The controller may further comprise an axis switch and a trigger switch, both may be configured to be in communication with the command center, whereby operation of the axis switch corresponds to the operation of the directional valve and operation of the trigger switch corresponds to the battery output provided to the hydraulic pump.
Both the axis switch and the trigger switch may be required to be closed prior to the operation of the axis of operation. The axis switch may be a two-way momentary switch, and the trigger switch may be a variable-speed switch.
The battery output provided to the pump may be within a predetermined range and determined by the position of the trigger switch. The predetermined current output range may be customizable through a graphic user interface of an electronic device. A ramp-rate of battery output provided to the pump may be predetermined and the ramp-rate of battery output may be customizable through a graphic user interface of an electronic device.
The controller may communicate to the command center wirelessly.
Another aspect of the present invention includes a method of operating an axis of operation on a machine comprising the steps of providing a directional valve operatively connected to the axis of operation; providing a direct current (DC) hydraulic pump operatively connected to the directional valve; providing a battery with a battery output; activating the directional valve; delivering the battery output to the DC hydraulic pump, wherein the battery output is variable.
The method may further comprise the steps of providing a controller; providing a command center in electrical communication with the hydraulic pump, the controller, and the battery; delivering a command from the controller to the command center to activate the directional valve; and delivering a command from the controller to the command center to provide battery output to the DC hydraulic pump.
The controller used in the method may further comprise an axis switch and a trigger switch, both configured to be in communication with the command center, whereby operation of the axis switch corresponds to the operation of the directional valve and operation of the trigger switch corresponds to the battery output provided to the hydraulic pump.
Both the axis switch and the trigger switch may be required to be closed prior to the operation of the axis of operation. The axis switch may be a two-way momentary switch, and the trigger switch may be a variable-speed switch.

GIVEN DATA ->
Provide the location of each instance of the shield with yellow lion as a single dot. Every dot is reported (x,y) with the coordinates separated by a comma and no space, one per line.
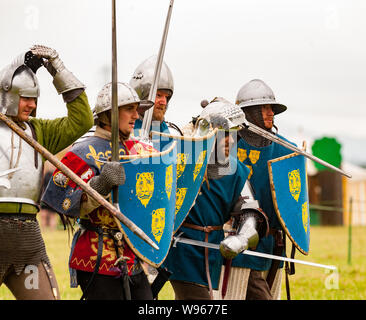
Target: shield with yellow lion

TASK LIST ->
1) Reproduce a portion of the passage on the hydraulic pump controller verbatim, beginning at the words "The controller may communicate" and stopping after "output is variable.".
2) Resume the passage on the hydraulic pump controller, writing on from its final sentence.
The data comes from a separate source.

TASK-BY-TASK ANSWERS ->
1)
The controller may communicate to the command center wirelessly.
Another aspect of the present invention includes a method of operating an axis of operation on a machine comprising the steps of providing a directional valve operatively connected to the axis of operation; providing a direct current (DC) hydraulic pump operatively connected to the directional valve; providing a battery with a battery output; activating the directional valve; delivering the battery output to the DC hydraulic pump, wherein the battery output is variable.

2)
According to an aspect of another embodiment of a system according to the present invention, the system includes a handheld controller for operating a hydraulic system with an axis of operation, a battery with a battery output, and a direct current (DC) hydraulic pump, the handheld controller including a joystick configured to control the battery output to the DC hydraulic pump and the axis of operation of the hydraulic system. The handheld controller may include an emergency stop switch (e.g., pushbutton), the activation or deactivation of which causes the system to at least one of pause operation, shut down, and/or safely move to a retracted/safe position.
According to another aspect of another embodiment of a system according to the present invention, the system includes a receiver and the handheld controller is capable of transmitting an indication of a position of the joystick to the receiver of the hydraulic system, or the receiver is capable of detecting that joystick position, such transmission and/or detection occurring over a wired or wireless interface.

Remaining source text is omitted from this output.